> _EXERCISES_:
1. Which mountains, ridges, and peaks are named in the passage on skiing Stevens?
2. Can you pick up the passage on skiing Stevens after its last sentence and carry it further?

With only one catwalk (on the ridge above Mill Valley), the mountain requires that snowboarders do mercifully little knuckle-rowing to get around.
Marquee route: Though it mellows to a single diamond after 700 feet, Double Diamond on the front side is the run to induce exquisite thigh burn.
Off-Broadway: Jump-start your Stevens street cred by skiing the mineshaft plunges off Cowboy Mountain and Cowboy Ridge.
Hike out Cowboy Ridge and ski the glades at its terminus. Skin up adjacent Rooster Cone, choose a couloir, and huck your meat. Then climb nearby Fleur de Lis, to the eponymous 1,000-foot line. The runout deposits you feet from the Southern Cross chair. As always, go backcountry prepared.
Drinking & Dancing
With no base-area lodging, Stevens clears out early. Head 32 miles east to the faux-Bavarian town of Leavenworth, where you can drink a Leavenworth IPA while tapping your wool-socked Chaco to live bluegrass at Uncle Uli’s Pub (509-548-7262).

> _RAW DATA_:

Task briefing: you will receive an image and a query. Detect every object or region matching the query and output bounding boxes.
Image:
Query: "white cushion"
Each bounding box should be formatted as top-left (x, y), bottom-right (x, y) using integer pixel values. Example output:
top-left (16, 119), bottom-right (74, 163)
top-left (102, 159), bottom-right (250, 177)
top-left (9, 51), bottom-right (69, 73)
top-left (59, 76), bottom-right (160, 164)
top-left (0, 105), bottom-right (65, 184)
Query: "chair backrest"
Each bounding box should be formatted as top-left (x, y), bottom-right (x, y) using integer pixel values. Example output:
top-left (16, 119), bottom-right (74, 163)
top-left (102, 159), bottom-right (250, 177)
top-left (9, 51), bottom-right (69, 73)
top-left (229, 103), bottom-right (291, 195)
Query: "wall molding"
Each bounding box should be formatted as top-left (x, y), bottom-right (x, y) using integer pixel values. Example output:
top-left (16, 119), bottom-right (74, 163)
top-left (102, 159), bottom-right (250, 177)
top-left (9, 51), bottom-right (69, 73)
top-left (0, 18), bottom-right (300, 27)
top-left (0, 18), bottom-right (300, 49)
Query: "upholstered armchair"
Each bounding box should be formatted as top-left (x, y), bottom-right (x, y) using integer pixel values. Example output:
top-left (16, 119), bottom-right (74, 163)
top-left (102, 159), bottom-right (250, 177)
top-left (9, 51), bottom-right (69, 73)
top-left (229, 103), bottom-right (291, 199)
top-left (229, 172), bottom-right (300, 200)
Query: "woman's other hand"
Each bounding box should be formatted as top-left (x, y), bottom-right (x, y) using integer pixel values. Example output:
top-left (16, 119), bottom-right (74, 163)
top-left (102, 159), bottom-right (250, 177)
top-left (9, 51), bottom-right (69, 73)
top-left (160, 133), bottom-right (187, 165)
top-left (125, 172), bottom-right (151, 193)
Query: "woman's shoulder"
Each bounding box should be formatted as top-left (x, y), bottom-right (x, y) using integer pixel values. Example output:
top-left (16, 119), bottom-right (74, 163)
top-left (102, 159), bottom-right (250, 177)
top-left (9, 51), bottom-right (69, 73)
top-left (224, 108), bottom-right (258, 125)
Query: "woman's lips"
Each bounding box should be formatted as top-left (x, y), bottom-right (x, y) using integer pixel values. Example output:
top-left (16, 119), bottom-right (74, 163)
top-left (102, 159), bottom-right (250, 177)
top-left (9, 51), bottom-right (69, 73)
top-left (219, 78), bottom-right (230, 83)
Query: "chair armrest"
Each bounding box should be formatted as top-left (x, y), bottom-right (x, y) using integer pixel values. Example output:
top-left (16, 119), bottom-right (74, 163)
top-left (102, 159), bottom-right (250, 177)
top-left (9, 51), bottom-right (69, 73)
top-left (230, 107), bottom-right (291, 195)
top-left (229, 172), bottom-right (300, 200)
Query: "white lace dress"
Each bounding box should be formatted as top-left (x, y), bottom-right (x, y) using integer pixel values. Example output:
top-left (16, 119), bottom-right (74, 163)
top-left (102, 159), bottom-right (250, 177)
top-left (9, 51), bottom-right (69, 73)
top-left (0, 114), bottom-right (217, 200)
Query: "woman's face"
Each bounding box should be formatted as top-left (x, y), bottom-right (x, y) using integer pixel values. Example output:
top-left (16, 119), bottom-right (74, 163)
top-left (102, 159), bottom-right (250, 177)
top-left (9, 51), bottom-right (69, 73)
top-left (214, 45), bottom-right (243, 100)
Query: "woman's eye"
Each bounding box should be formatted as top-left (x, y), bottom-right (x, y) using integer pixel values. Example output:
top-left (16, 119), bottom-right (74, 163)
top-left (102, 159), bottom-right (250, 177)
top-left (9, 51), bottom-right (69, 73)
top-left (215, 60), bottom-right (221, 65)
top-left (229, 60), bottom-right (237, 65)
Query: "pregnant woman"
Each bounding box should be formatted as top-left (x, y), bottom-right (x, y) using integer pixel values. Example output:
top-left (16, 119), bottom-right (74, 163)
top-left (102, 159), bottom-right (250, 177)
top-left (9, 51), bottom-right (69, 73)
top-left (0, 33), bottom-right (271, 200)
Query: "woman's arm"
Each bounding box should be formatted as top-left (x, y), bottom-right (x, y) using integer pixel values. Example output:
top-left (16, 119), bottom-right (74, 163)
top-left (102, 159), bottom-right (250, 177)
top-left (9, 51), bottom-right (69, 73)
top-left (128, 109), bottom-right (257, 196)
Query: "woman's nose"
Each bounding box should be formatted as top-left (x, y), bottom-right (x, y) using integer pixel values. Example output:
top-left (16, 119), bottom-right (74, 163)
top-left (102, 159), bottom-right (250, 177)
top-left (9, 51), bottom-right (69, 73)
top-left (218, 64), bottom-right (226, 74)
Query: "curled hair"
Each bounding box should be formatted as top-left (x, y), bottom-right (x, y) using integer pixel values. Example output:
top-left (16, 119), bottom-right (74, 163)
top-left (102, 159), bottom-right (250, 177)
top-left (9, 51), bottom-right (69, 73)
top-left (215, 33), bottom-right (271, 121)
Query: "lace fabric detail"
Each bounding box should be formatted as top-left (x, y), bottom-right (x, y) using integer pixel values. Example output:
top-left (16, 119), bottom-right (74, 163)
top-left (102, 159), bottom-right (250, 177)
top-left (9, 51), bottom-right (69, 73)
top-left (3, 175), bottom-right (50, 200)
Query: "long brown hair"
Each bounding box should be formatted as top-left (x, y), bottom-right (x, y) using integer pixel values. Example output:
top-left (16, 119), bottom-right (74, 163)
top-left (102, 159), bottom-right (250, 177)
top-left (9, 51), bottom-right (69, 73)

> _PER-TASK ANSWERS_:
1. Cowboy Mountain, Cowboy Ridge, Rooster Cone, Fleur de Lis

2.
The one-blink towns between Seattle and Stevens have little to recommend them gastronomically, except Sultan Bakery (360-793-7996). The pastries are a diabetic’s worst nightmare. On-mountain, it’s ribs and burgers hot off the barbie at Outer Limits Grill. In Leavenworth, Gustav’s (509-548-4509) has Whistling Pig Wheat from the Leavenworth Brewery and the usual pub grub.
On the budget end, the riverfront Valley Cottage Motel, seven miles east of Leavenworth ($35-$45; 509-548-5731) has cabins that can sleep up to five. For a treat, stay at Mountain Home Lodge ($270 and up, with meals; 800-414-2378). Accessible only by snowcat, it has X-C skiing and a 1,700-foot toboggan run.
Between Christmas and mid March, weekend lift lines resemble Depression-era bread riots. Play hooky and ski midweek.
Pack a chamois cloth (10 bucks at the hardwaare store). Plenty of Northwest face shots translate into goggles with San Francisco-density fog.